WRITTEN INSTRUCTION: Render all of the items below as a two-column CSV with the header columns "prompt" and "points", one row per item. Put each item's text and its answer in separate quoted fields, replace line breaks with spaces, and omit the pictures.

DATASET:
__________________________________________________
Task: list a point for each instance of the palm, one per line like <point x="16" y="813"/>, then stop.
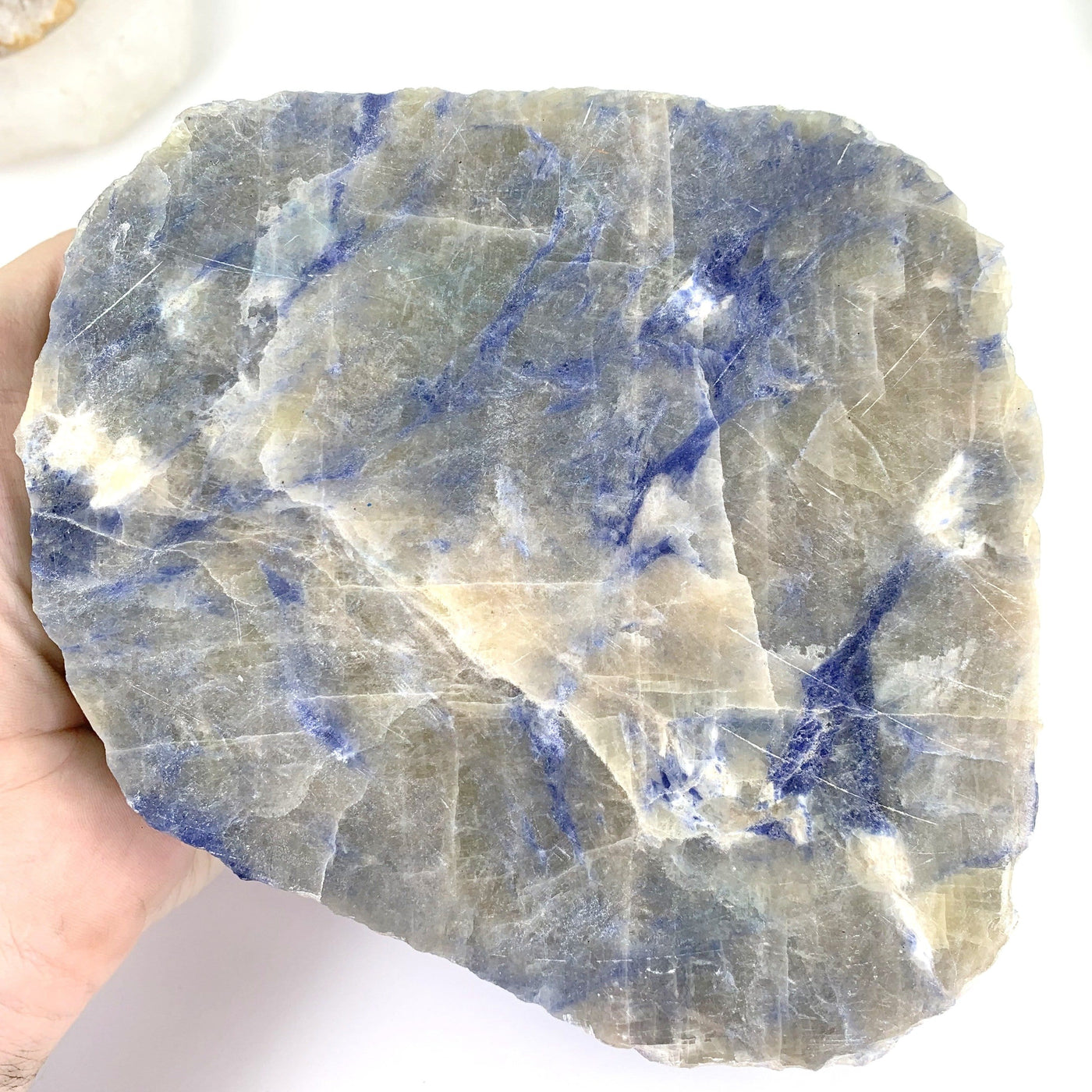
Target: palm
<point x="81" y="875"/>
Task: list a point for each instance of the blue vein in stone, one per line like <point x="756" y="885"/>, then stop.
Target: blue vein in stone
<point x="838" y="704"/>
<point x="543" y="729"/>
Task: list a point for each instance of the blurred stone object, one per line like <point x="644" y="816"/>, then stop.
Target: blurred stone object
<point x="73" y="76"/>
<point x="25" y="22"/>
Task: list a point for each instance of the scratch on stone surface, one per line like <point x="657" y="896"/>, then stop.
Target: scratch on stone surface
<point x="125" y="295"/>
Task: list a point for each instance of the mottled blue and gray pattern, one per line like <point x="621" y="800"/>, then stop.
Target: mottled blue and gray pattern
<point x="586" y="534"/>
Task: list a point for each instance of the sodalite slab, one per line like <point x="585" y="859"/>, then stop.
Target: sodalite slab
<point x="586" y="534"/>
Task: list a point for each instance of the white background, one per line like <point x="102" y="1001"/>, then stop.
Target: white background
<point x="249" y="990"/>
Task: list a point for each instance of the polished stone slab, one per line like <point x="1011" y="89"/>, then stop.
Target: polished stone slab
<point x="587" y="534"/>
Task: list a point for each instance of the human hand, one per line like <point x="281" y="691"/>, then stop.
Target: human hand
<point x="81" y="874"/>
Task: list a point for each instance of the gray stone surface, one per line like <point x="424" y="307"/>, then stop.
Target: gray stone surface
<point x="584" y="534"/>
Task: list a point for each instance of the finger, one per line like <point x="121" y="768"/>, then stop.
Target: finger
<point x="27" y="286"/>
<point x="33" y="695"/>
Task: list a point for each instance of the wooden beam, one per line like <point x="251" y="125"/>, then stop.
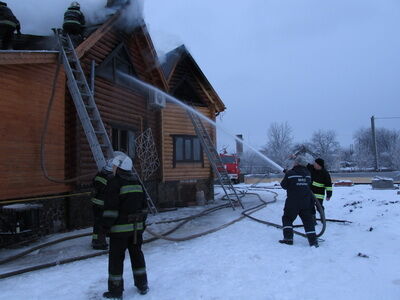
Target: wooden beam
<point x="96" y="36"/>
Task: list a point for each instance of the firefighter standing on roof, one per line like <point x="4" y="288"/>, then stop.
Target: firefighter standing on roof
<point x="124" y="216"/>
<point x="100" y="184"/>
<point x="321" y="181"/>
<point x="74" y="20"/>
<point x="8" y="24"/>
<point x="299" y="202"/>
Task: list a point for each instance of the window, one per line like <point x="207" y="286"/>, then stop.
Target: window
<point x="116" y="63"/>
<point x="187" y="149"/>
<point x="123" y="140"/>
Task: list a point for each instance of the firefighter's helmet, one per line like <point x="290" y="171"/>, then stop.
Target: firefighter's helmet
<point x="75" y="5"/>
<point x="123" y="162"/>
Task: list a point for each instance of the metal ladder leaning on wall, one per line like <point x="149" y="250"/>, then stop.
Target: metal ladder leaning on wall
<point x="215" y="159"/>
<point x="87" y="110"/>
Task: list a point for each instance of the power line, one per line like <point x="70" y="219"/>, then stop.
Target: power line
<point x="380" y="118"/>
__________________________________________________
SOLVED PROBLEM:
prompt,points
"Task: list a point for each instance of the palm, one per line like <point x=""16"" y=""813""/>, then stop. Target: palm","<point x=""81"" y=""875""/>"
"Task: list a point for each instance of the blue vein in stone, one per line like <point x=""756"" y=""885""/>, then stop. Target: blue vein in stone","<point x=""838"" y=""704""/> <point x=""543"" y=""729""/>"
"Task: list a point for each instance of the blurred stone object, one per line like <point x=""644"" y=""816""/>, then stop. Target: blurred stone object","<point x=""73"" y=""76""/> <point x=""25"" y=""22""/>"
"Task: list a point for each instance of the scratch on stone surface, one per line like <point x=""657"" y=""896""/>, then stop. Target: scratch on stone surface","<point x=""125"" y=""295""/>"
"Task: list a point for each instance of the mottled blue and gray pattern, one per line like <point x=""621"" y=""800""/>, then stop. Target: mottled blue and gray pattern","<point x=""586"" y=""534""/>"
"Task: list a point for each instance of the sodalite slab, one per line like <point x=""585"" y=""859""/>, then stop. Target: sodalite slab","<point x=""586"" y=""534""/>"
"Task: list a point for each instance of the white background, one per line like <point x=""102"" y=""1001""/>, then stop. Target: white background","<point x=""249"" y=""990""/>"
"Task: list a point for each instance of the polished stone slab, one per line like <point x=""1011"" y=""89""/>, then stop. Target: polished stone slab","<point x=""587"" y=""534""/>"
"Task: list a point for each instance of the human hand, one per line like <point x=""281"" y=""691""/>, then stop. Target: human hand","<point x=""81"" y=""874""/>"
"Task: list a point for each instance of the gray stone surface, one per line like <point x=""424"" y=""307""/>, then stop. Target: gray stone surface","<point x=""584"" y=""534""/>"
"Task: list a point for each instance of the finger, one per line like <point x=""121"" y=""768""/>, then stop. Target: finger","<point x=""27"" y=""286""/> <point x=""33"" y=""695""/>"
"Task: list a point for each instance of the wooden beam, one per line like <point x=""251"" y=""125""/>, then stop. Target: wooden beam","<point x=""96"" y=""36""/>"
"Task: list a point for each instance of the firefighter standing on roof, one per line like <point x=""4"" y=""288""/>, then stop. Target: firefighter standing on roof","<point x=""124"" y=""216""/> <point x=""100"" y=""184""/> <point x=""321"" y=""181""/> <point x=""74"" y=""20""/> <point x=""8"" y=""24""/> <point x=""299"" y=""202""/>"
"Task: list a point for each instance of the window, one per line like <point x=""207"" y=""286""/>, then stop. Target: window","<point x=""116"" y=""63""/> <point x=""187"" y=""149""/> <point x=""123"" y=""140""/>"
"Task: list a point for each instance of the firefighter's helmet, one per line like <point x=""290"" y=""171""/>, then stop. Target: firefighter's helmet","<point x=""75"" y=""5""/> <point x=""123"" y=""162""/>"
"Task: list a point for each instance of the metal ladder leaning on wall, one per line like <point x=""149"" y=""250""/>, then stop. Target: metal ladder leaning on wall","<point x=""215"" y=""159""/> <point x=""87"" y=""110""/>"
"Task: list a point for each instance of the power line, one per line like <point x=""70"" y=""219""/>, then stop. Target: power line","<point x=""380"" y=""118""/>"